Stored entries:

+ + +

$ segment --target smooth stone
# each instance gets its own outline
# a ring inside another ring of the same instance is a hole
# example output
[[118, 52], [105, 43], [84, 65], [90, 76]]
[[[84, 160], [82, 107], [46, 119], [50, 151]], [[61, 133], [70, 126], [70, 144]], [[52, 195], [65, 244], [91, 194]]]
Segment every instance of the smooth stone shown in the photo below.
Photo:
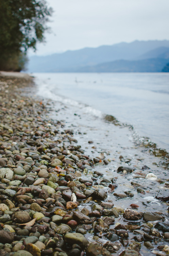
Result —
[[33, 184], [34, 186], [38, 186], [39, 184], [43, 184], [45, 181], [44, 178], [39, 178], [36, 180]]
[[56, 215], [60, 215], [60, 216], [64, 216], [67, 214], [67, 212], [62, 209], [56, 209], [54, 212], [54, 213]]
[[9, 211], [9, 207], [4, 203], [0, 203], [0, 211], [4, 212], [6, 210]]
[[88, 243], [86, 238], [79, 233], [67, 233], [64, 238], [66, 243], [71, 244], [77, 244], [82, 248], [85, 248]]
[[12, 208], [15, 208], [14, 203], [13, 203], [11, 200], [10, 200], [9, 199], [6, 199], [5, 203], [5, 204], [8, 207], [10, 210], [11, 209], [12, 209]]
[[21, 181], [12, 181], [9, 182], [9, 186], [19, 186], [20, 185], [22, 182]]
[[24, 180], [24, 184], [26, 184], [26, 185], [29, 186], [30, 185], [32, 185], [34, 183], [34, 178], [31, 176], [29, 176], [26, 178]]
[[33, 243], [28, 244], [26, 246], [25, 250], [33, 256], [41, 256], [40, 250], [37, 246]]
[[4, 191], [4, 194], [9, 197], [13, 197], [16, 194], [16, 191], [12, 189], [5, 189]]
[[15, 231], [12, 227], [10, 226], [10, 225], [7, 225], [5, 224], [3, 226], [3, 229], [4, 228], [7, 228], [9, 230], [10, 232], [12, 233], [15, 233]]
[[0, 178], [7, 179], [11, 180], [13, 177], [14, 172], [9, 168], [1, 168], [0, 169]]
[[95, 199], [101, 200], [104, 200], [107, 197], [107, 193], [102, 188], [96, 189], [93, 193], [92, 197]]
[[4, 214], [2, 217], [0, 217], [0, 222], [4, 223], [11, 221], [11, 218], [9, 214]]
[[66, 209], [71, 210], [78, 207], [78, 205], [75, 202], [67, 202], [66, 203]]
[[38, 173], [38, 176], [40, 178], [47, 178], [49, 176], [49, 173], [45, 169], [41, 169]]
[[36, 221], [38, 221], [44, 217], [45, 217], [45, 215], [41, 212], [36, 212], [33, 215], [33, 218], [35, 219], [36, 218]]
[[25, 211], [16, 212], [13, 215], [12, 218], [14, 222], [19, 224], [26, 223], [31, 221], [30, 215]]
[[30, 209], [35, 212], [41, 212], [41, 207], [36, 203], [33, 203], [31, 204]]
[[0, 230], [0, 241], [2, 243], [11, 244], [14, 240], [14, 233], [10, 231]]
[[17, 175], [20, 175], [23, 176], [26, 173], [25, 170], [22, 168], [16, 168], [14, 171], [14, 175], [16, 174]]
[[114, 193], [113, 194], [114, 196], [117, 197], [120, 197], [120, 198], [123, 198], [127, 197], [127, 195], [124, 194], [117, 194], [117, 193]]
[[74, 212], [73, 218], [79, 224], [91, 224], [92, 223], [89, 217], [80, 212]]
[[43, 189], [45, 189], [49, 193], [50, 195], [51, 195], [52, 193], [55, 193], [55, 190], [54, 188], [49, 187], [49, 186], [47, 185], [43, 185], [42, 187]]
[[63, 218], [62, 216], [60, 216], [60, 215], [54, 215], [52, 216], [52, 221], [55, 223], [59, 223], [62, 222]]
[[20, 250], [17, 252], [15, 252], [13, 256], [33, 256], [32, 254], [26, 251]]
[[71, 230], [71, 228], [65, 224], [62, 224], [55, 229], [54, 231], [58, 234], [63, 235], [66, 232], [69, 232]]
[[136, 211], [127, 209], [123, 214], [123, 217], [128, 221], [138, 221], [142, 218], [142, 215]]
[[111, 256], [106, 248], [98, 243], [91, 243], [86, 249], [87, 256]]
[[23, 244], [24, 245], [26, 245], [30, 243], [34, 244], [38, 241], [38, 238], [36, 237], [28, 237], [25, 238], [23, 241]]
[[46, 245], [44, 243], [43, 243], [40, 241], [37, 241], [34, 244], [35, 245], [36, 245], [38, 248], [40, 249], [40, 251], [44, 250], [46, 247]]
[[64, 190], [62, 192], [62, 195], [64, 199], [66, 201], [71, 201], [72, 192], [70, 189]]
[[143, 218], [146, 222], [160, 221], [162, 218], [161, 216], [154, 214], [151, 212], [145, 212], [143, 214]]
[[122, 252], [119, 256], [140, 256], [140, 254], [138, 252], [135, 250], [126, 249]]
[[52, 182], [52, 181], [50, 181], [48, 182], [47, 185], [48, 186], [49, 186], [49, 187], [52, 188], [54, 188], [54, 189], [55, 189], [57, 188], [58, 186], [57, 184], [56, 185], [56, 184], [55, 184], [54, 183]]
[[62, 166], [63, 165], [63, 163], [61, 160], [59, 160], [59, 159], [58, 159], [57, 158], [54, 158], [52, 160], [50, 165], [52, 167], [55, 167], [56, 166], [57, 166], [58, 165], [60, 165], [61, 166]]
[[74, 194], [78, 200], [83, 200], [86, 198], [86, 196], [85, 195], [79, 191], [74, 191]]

+ + +

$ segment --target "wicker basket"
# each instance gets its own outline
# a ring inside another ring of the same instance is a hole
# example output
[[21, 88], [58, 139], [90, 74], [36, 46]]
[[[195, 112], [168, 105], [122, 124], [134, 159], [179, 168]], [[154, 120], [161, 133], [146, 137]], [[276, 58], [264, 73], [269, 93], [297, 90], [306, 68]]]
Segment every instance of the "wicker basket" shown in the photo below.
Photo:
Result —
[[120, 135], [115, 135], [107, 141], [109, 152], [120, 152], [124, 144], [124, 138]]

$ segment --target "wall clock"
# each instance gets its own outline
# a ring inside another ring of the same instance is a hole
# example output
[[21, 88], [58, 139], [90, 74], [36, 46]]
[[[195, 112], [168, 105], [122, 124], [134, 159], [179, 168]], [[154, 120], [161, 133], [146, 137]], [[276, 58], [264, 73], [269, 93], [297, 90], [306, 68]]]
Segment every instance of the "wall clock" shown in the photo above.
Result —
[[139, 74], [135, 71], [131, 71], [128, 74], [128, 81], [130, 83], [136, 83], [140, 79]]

+ + +

Direction: Retype the data from the line that contains "--target smooth stone" through the line that contains "244], [91, 194]]]", including both of those lines.

Solution to the exercise:
$ segment --target smooth stone
# each instance gets its own outline
# a ring inside another ring of the same instance is a hole
# example output
[[118, 52], [105, 43], [84, 65], [90, 76]]
[[[84, 160], [82, 107], [46, 119], [50, 151]], [[61, 133], [70, 126], [70, 144]], [[52, 195], [65, 244], [91, 194]]]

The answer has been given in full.